| What is needed |
Which rows below contain the string "aircraft", with case counting? Copy out each of those rows in full.

| Provided material |
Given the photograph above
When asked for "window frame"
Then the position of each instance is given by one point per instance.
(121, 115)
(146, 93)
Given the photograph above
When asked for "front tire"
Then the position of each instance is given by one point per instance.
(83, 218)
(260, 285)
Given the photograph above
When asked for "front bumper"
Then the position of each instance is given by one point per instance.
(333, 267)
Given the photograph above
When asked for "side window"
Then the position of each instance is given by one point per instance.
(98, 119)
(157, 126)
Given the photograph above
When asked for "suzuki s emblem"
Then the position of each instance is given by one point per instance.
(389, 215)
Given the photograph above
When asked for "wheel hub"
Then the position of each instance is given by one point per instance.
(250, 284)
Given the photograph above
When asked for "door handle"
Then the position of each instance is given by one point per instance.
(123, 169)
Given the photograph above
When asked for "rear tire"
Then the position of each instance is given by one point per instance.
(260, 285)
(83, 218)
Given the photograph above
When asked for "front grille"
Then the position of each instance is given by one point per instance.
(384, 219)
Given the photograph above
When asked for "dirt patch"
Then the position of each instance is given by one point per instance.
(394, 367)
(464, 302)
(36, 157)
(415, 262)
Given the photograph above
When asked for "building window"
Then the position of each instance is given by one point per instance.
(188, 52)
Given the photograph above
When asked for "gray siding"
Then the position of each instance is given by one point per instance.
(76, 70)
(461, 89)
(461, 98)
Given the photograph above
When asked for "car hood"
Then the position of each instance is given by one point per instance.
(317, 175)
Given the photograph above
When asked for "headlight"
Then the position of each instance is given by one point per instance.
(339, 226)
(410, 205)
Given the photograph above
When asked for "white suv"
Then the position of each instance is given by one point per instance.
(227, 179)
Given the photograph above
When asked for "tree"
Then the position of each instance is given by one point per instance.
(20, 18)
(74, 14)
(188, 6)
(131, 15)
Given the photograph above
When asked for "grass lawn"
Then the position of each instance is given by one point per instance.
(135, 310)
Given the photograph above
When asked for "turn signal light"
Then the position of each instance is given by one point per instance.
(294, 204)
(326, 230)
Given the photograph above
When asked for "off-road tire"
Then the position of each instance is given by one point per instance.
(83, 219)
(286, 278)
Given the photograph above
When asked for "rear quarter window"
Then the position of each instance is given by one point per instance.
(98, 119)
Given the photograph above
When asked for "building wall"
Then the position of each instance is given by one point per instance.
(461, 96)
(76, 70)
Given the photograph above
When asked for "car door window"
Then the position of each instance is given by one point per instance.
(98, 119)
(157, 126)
==
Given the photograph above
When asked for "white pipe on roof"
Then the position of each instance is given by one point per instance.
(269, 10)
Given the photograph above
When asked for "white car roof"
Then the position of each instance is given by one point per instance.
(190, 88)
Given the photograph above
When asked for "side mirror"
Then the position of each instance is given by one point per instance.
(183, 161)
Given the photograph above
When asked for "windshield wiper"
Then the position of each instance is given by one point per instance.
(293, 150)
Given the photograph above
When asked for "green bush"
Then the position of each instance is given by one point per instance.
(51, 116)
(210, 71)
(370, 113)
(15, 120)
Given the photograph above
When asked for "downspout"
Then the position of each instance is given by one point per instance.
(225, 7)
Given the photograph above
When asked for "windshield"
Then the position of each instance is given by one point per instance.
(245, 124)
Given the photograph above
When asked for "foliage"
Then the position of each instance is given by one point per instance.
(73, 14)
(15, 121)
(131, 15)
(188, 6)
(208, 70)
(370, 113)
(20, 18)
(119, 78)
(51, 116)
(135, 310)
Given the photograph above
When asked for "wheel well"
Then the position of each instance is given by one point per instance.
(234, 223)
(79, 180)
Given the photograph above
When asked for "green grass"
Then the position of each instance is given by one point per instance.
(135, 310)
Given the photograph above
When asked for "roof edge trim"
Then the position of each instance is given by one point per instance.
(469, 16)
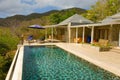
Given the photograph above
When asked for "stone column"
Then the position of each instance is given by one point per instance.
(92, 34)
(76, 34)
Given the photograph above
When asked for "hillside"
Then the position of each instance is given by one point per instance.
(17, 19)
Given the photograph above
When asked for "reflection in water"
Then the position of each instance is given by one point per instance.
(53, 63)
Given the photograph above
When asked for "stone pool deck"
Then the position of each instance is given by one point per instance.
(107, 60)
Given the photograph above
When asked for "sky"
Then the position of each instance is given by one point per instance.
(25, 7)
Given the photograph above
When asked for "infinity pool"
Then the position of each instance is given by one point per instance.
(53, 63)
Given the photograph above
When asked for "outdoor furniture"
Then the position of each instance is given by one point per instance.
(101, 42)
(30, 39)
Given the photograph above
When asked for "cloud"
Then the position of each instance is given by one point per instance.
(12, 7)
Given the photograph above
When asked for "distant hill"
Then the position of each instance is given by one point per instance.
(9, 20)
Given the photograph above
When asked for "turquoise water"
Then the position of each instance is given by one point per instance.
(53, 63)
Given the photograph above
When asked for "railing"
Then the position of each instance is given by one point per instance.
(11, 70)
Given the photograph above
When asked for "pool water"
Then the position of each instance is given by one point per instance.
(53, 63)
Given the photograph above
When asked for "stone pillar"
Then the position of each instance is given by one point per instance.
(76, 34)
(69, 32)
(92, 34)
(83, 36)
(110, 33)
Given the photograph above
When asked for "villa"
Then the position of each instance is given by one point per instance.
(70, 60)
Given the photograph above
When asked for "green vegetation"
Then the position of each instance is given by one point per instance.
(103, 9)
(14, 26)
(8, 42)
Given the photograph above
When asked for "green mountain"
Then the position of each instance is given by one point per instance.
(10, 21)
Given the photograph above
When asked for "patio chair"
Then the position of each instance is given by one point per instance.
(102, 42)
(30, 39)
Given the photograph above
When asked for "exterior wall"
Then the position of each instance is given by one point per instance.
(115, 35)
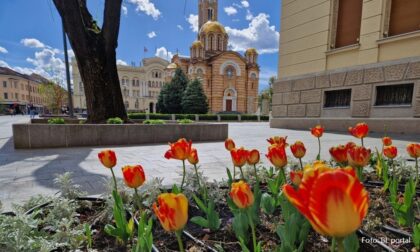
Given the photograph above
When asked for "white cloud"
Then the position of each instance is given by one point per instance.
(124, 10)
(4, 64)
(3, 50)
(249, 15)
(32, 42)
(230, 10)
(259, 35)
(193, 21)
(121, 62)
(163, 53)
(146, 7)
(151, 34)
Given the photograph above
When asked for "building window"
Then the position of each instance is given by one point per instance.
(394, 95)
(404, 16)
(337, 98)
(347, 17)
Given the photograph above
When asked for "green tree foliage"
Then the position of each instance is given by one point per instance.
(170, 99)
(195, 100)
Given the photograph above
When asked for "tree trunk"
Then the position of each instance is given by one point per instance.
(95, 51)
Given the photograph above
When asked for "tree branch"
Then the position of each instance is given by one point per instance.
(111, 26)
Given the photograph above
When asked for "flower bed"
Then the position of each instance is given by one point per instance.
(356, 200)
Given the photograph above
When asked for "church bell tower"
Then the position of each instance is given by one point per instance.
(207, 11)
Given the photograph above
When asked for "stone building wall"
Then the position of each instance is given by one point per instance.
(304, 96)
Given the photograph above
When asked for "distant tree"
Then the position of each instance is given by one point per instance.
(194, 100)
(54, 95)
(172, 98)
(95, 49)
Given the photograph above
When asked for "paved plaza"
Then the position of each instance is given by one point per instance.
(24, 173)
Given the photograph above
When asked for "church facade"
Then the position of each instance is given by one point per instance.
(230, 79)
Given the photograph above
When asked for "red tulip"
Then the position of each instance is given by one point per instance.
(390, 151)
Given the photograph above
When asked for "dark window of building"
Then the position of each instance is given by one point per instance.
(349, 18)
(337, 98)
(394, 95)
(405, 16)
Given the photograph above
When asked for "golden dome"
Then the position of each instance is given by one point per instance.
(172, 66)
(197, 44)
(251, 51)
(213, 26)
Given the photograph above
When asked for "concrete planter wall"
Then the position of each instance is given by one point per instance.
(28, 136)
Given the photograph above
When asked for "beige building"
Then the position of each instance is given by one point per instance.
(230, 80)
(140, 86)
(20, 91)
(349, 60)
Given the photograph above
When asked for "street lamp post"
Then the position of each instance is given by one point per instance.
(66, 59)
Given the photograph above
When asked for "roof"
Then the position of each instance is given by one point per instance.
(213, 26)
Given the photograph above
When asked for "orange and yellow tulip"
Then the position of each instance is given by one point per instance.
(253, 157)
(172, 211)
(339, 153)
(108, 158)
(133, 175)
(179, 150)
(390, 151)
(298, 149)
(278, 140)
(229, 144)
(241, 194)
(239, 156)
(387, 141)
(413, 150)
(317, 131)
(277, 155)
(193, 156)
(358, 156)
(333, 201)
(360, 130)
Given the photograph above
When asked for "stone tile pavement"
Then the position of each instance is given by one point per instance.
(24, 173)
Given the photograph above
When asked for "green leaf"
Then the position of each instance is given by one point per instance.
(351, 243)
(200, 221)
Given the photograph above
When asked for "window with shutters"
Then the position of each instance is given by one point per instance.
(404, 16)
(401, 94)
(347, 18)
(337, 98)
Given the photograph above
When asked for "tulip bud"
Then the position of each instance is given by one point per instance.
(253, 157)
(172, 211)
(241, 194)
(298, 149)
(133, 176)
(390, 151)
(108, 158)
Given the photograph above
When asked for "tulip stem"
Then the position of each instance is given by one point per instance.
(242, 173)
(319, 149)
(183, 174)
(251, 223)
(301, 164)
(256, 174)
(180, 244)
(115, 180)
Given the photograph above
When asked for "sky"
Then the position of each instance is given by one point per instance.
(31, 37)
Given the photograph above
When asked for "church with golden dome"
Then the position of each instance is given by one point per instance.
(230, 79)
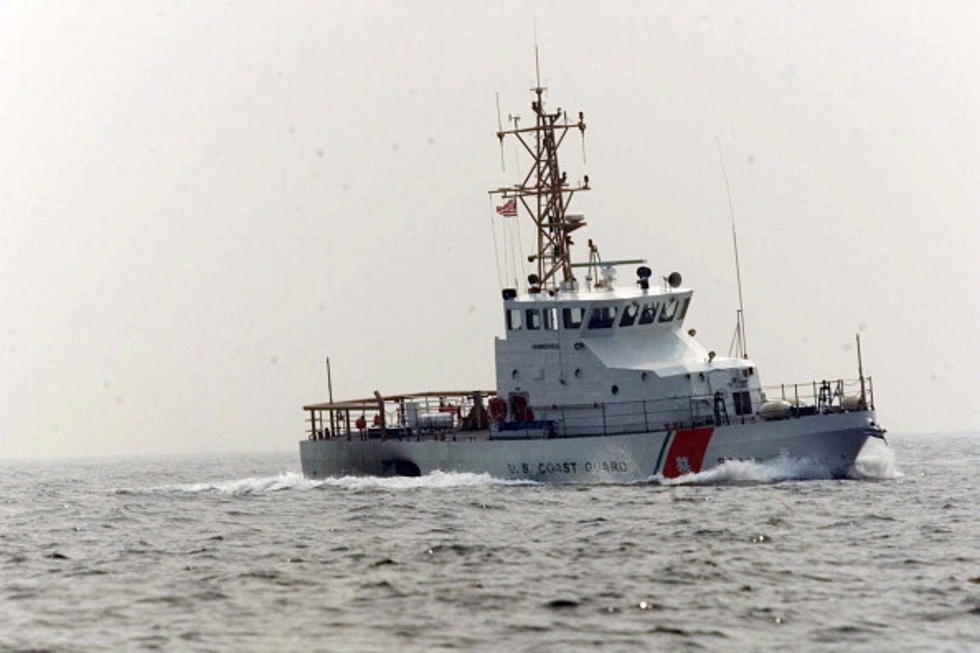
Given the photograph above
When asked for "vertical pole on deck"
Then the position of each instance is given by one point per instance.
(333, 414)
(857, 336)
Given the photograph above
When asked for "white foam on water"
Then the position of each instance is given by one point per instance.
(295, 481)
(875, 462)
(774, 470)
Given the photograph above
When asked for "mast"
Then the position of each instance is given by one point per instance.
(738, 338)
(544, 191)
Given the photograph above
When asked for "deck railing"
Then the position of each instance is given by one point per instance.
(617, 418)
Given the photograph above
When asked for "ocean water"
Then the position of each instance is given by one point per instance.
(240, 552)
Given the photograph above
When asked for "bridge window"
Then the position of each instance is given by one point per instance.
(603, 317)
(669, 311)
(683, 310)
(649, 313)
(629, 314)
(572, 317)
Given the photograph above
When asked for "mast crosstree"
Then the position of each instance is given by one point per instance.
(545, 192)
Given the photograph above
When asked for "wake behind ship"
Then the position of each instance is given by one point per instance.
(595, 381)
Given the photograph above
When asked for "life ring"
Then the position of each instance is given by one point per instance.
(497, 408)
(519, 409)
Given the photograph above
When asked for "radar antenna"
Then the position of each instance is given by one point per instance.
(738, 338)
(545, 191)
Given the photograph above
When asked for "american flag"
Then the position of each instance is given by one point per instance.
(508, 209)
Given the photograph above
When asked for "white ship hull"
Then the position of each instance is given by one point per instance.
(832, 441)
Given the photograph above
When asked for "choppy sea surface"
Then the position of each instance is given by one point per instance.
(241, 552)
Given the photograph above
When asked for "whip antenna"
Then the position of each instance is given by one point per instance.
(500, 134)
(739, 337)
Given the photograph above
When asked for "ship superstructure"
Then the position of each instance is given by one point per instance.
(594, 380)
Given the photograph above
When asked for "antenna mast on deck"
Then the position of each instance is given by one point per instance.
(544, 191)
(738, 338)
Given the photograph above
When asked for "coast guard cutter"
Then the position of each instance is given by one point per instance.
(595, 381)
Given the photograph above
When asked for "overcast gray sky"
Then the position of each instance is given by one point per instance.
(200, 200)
...
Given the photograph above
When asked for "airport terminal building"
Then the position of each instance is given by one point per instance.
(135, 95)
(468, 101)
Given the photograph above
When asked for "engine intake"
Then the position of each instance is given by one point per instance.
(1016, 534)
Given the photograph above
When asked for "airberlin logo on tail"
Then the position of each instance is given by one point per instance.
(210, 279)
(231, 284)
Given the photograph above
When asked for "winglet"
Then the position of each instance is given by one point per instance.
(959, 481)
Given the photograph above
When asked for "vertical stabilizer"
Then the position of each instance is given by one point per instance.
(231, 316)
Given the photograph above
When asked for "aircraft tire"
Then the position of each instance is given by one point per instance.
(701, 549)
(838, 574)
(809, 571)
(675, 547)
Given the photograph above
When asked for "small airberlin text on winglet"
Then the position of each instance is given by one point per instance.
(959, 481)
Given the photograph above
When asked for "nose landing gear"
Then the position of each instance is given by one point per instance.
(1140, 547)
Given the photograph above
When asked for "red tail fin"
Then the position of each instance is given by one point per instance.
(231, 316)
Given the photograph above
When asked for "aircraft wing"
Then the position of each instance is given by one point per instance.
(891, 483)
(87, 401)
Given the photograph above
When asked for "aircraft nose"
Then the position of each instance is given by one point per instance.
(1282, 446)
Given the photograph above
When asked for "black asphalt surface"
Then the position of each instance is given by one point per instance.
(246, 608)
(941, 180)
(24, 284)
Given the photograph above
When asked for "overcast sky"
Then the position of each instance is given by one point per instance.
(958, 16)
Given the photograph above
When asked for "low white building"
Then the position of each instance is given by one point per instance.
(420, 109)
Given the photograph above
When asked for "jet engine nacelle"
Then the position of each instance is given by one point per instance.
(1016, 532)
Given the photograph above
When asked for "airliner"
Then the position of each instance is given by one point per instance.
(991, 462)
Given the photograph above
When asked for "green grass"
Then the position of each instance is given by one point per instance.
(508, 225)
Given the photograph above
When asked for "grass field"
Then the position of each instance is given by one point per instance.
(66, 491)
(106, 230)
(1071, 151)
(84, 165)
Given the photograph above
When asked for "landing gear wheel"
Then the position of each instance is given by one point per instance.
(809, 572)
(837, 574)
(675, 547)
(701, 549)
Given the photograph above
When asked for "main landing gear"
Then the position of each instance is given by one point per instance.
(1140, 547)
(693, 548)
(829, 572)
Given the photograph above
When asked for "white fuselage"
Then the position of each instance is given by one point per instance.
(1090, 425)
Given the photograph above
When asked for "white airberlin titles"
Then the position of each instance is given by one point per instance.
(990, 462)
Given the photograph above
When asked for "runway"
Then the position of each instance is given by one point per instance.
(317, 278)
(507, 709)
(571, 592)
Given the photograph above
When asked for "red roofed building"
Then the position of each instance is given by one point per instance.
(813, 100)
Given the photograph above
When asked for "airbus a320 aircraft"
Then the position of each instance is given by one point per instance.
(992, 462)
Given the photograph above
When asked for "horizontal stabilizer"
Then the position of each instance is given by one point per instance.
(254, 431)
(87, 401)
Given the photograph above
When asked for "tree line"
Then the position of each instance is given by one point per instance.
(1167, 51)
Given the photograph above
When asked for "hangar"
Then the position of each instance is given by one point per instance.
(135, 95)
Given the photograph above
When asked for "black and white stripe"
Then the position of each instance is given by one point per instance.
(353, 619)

| The answer |
When asked for "aircraft tire"
When asked for "aircraft wing"
When asked for "aircraft nose"
When asked for "airbus a320 aircraft"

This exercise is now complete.